_WORK REQUEST_: A verbatim copy of every entry is required.

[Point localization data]
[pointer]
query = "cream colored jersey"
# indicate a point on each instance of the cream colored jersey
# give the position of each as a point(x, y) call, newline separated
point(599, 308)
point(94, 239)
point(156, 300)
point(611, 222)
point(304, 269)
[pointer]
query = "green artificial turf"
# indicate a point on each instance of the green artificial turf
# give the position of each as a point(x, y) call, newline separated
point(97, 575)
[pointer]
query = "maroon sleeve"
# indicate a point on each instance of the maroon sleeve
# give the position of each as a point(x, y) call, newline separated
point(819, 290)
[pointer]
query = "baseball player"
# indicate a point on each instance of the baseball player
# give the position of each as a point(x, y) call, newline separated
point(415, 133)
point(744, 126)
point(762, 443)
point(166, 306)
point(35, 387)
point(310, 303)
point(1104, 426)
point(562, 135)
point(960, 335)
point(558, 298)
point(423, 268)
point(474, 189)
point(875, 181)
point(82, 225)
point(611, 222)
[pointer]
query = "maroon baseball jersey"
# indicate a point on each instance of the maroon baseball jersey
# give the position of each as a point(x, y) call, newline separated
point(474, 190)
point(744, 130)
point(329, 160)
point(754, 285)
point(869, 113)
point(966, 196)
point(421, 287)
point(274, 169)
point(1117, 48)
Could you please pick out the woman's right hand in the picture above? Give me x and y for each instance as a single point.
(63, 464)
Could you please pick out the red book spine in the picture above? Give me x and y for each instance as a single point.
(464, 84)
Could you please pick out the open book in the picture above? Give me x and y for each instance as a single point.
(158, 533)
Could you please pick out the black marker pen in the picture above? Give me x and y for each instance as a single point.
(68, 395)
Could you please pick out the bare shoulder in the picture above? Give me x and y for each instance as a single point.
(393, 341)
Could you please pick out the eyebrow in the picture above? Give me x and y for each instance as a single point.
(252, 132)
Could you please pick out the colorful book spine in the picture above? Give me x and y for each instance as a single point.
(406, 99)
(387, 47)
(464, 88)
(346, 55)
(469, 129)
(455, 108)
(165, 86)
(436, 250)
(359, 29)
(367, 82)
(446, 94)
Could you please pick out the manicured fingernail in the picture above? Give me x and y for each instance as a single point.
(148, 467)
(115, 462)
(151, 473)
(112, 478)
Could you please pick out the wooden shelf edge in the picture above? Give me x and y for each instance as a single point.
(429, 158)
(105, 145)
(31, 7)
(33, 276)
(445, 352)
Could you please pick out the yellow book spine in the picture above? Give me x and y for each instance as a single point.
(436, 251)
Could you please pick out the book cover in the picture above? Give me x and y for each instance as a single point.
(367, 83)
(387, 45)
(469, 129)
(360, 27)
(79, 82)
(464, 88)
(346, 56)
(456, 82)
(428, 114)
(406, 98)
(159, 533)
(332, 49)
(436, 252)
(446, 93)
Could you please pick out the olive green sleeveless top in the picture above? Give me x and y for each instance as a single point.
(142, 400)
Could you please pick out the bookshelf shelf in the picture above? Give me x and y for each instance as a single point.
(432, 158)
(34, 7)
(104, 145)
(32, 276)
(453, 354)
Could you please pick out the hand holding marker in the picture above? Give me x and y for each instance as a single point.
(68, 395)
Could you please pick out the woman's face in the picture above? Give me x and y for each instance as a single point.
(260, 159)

_ANSWER TO THIS PROBLEM_:
[pointer]
query = "cream colored jersey"
# indicate a point on each instance of the cream colored jersey
# give the position of each as a point(x, y) call, newline separated
point(599, 308)
point(94, 239)
point(156, 300)
point(611, 222)
point(304, 269)
[pointer]
query = "green artificial turf"
# indicate a point on each instance of the green artificial turf
# give the position of each as a point(x, y) call, newline separated
point(97, 575)
[pointer]
query = "maroon sleeve"
# indicate a point on each instance of the maroon sleeve
# give the position of each as a point(x, y) call, newline separated
point(819, 290)
[pointer]
query = "baseball player"
# indicate a point on each instance of the baseball player
# give the position of each as a point(x, y) call, newline separated
point(415, 133)
point(744, 126)
point(762, 443)
point(166, 306)
point(35, 387)
point(310, 303)
point(1104, 426)
point(562, 135)
point(960, 335)
point(558, 298)
point(423, 268)
point(474, 189)
point(875, 181)
point(82, 225)
point(611, 222)
[pointer]
query = "maroon baseball jersey"
# indicate a point on each instance of the maroon baseball jersey
# give the position of each as a point(x, y) call, newline separated
point(474, 190)
point(744, 130)
point(329, 160)
point(754, 285)
point(869, 113)
point(966, 196)
point(421, 287)
point(274, 169)
point(1117, 48)
Could you please pick out the woman's right hand in the picture above? Give me x and y for each instance as a single point.
(63, 464)
Could you please pick out the red book spine in the picture above? Give me x and y for each instance as a single point.
(464, 84)
Could you please pick out the open book in the picture above? Give me x and y for each instance as a single point.
(158, 533)
Could you please pick out the black marker pen in the picture above? Give me x and y for each instance as a single point.
(68, 395)
Could you please pick out the bare shoulder in the picture above? Give me x and y for each instance as a single point.
(393, 341)
Could you please pick out the eyebrow in the picture above? Give me x and y for each instance as a single point.
(252, 132)
Could you please pick out the colorful book spine in the picture above? Give me x and y for each instance as a single point.
(406, 99)
(387, 47)
(464, 88)
(346, 55)
(469, 129)
(455, 108)
(165, 86)
(436, 250)
(359, 29)
(367, 82)
(446, 94)
Could you please pick out the manicured fingernail in the picture above? Give me x and y for each instance as a single point.
(148, 467)
(115, 462)
(151, 473)
(112, 478)
Could you please pick out the wooden shelf edge in the picture above? Give me x and y for each instance as a single point.
(429, 158)
(105, 145)
(31, 7)
(33, 276)
(445, 352)
Could you please pick out the yellow book spine in the picture above? Give me x and y for each instance as a single point.
(436, 251)
Could you please pick out the book cover in the picture above? Give me x and y for each instance as a single point.
(367, 83)
(387, 45)
(469, 129)
(360, 27)
(79, 82)
(464, 88)
(346, 56)
(456, 82)
(428, 114)
(406, 98)
(159, 533)
(332, 49)
(436, 252)
(446, 93)
Could you please pick out the olive green sleeveless top in the picture above? Give me x and y for each instance as a single point.
(142, 400)
Could you please pick out the bookshelf shelf in the picture above? Give me x and y for each instance as a single point.
(432, 158)
(34, 7)
(104, 145)
(32, 276)
(453, 354)
Could you please pick out the hand holding marker in the picture above? Give me x and y for each instance as a single point.
(68, 395)
Could you please pick out the woman's face in the picture above? Give me x and y for each instance as a single point.
(260, 159)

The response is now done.